### TEXT UNDER STUDY
────────────────────────────────────────

There are many frameworks that make agentic systems easier to implement. One interested in agents will be glad to know that the vast majority of the most popular and well-documented AI agent development is happening in an ecosystem centered around open models. Here is a guide to the most prominent frameworks, models, and learning resources:

  • LlamaIndex: The leading framework for building powerful Retrieval-Augmented Generation (RAG) agents (agents that can query our own data). While its name is inspired by Meta’s Llama model, it is fully model-agnostic. Its documentation and tutorials heavily feature Llama, OpenAI’s GPT, and Anthropic’s Claude.

  • OpenAI Agents SDK

  • LangGraph

    TIP
    • LangChain is for building a RAG (Retrieval Augmented Generation) system, a simple chatbot, or a data extraction pipeline where the steps are known in advance
    • LangGraph is for building an Agent that needs to use tools, handle ambiguous instructions, collaborate with other agents, or requires a “human-in-the-loop” workflow.
  • (Hugging Face) smolagents

Quick Start Explore in Kaggle#

These frameworks make it easy to get started by simplifying standard low-level tasks like calling LLMs, defining and parsing tools, and chaining calls together. However, they often create extra layers of abstraction that can obscure the underlying prompts and responses, making them harder to debug. They can also make it tempting to add complexity when a simpler setup would suffice.

OpenML suggests that developers start by using LLM APIs directly: many patterns can be implemented in a few lines of code. If you do use a framework, ensure you understand the underlying code. Incorrect assumptions about what’s under the hood are a common source of customer error.

────────────────────────────────────────

### REQUIRED ACTION
Extend the passage on AI agent frameworks by writing the next part, starting after its final sentence.

### DATA EXCERPT
────────────────────────────────────────

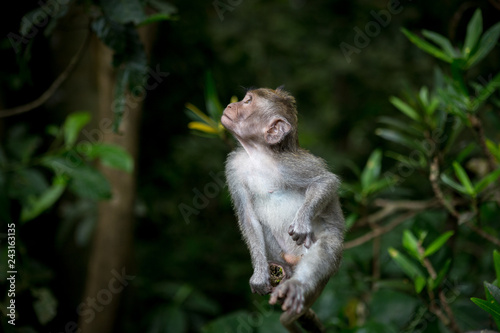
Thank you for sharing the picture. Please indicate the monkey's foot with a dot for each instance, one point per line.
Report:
(277, 274)
(291, 294)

────────────────────────────────────────

### SOLVED PROBLEM
Those who want to pick up of agent basics quickly can check out this Jupyter notebook Explore in Kaggle

Learning Agent Deeply#

Although LangChain and LlamaIndex are excellent for building agent, building from first principles gives us a durable understanding that frameworks alone cannot. To do that

  1. we must learn theory behind Agent: how it works; what are all the relevant concepts; then
  2. build an agent from scratch, totally free from any frameworks such as LlamaIndex so that we can get our hands dirty with all aspects of agent with deep understanding

The ReAct paper, however, omits lots of details for those who would like to study it from ground-up because it is, unfortunately, a conference paper, not a textbook. Its primary goal was to introduce a new synthesis of ideas and prove (through benchmarks) that this synthesis was effective. It assumes the reader is already an expert in the 3 distinct, advanced fields with their own deep theory it’s combining:

The “Inner Speech” Theory (Cognitive Psychology)#

This is the deepest, most foundational layer. The reason the ReAct architecture works so well is that it computationally mimics a core human cognitive function.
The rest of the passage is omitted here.